**AIM**
The entries below should be output exactly as written.

===============

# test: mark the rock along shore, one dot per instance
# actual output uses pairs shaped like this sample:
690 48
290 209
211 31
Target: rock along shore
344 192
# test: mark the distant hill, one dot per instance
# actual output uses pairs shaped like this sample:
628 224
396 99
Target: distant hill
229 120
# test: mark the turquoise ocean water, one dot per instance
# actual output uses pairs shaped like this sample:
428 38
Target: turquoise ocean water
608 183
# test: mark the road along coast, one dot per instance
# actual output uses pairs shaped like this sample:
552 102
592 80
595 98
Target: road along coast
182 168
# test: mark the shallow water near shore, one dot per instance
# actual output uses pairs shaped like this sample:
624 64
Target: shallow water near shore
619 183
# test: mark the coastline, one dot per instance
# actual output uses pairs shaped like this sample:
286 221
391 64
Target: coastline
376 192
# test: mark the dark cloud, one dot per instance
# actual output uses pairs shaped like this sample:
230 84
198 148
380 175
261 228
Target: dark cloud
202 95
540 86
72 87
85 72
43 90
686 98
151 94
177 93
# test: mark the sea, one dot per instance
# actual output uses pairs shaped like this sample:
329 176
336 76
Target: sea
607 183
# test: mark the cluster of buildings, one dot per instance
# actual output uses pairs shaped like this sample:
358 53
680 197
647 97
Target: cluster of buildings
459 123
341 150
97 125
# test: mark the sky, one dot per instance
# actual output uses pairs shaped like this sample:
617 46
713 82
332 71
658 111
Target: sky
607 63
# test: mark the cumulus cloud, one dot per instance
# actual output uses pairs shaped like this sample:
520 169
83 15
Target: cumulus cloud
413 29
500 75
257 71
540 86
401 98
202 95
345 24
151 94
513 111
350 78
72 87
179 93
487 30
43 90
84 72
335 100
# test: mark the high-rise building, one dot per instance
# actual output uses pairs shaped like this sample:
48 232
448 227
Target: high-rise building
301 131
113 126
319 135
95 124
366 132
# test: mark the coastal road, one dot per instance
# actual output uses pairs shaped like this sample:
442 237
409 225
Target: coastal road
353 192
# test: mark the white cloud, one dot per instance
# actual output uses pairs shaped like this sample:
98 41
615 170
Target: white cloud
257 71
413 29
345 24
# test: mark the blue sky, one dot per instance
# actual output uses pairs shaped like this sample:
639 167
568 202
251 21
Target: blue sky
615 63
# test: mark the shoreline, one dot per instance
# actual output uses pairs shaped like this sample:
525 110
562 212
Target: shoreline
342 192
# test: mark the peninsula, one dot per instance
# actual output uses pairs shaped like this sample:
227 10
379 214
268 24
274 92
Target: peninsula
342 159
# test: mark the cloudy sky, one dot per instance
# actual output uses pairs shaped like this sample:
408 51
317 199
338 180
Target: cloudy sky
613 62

===============

**SOLUTION BELOW**
# test: mark the rock along shore, one dot per instance
# actual output uses pairs shaped like this sample:
690 48
290 209
211 31
Target: rock along shore
344 192
# test: mark the distant hill, one dot per instance
# actual output uses pairs shaped like this sample:
628 224
396 99
Target: distant hill
229 120
# test: mark the turquoise ocean water, one dot per instance
# actual output uses pairs shaped like this sample:
428 38
Target: turquoise ocean water
608 183
# test: mark the road along coast, one dot per instance
# actual output uses pairs shaped like this sample:
552 102
592 80
595 98
Target: road along coast
182 168
# test: mark the shallow water near shore, one dot per instance
# actual output uses pairs shaped like this sample:
624 64
Target: shallow water near shore
619 183
# test: mark the coastline, one dot per instance
# actual output uses pairs shaped like this sample:
286 221
391 64
Target: coastline
376 192
# test: mark the dark cloud, one dot per instance
# actual output uses pairs shaped like this sample:
230 84
198 148
380 175
261 228
Target: dark cloud
202 95
540 86
72 87
85 72
43 90
686 98
151 94
177 93
# test: mark the sea, one dot per instance
# actual output uses pairs shaped like this sample:
329 176
336 76
Target: sea
607 183
# test: mark the cluster of buildings, one dot per instance
# actual output uses pairs shaped like this sample:
358 53
680 197
647 97
Target: cluster of buildings
459 123
341 150
97 125
# test: mark the sky, one dot per instance
# actual output uses pairs shaped like this sample:
617 46
713 82
332 71
658 111
Target: sky
607 63
# test: mark the cumulus cloud, one dot per instance
# actual output uses pairs shaped like this sample:
520 169
83 15
Target: cumulus cloud
413 29
500 75
257 71
540 86
401 98
202 95
345 24
151 94
513 111
350 78
72 87
179 93
487 30
43 90
84 72
335 100
# test: mark the high-rise building, one dot per instance
# actual output uses pairs shaped like this sample:
48 232
448 227
Target: high-rise building
301 131
113 126
319 135
95 124
366 132
# test: mark the coastal road, one dot per instance
# actual output uses pairs shaped like this sample:
442 237
409 225
Target: coastal road
353 192
# test: mark the white cloud, one dot per instance
# actual output uses pairs shaped like this sample:
98 41
615 170
Target: white cloud
257 71
413 29
345 24
# test: mark the blue sky, one dot per instance
# actual output uses pairs shaped like this sample:
639 167
568 202
251 21
Target: blue sky
615 63
# test: mark the shoreline, one dot per instance
# actual output uses pairs shaped like this sample:
525 110
562 212
Target: shoreline
342 192
# test: mark the peninsula, one dot per instance
# actual output uses pairs shaped like this sample:
227 10
379 214
268 24
274 92
Target: peninsula
342 159
# test: mark the cloudy sky, one dot per instance
# actual output uses pairs shaped like this sample:
408 51
317 199
338 180
Target: cloudy sky
613 62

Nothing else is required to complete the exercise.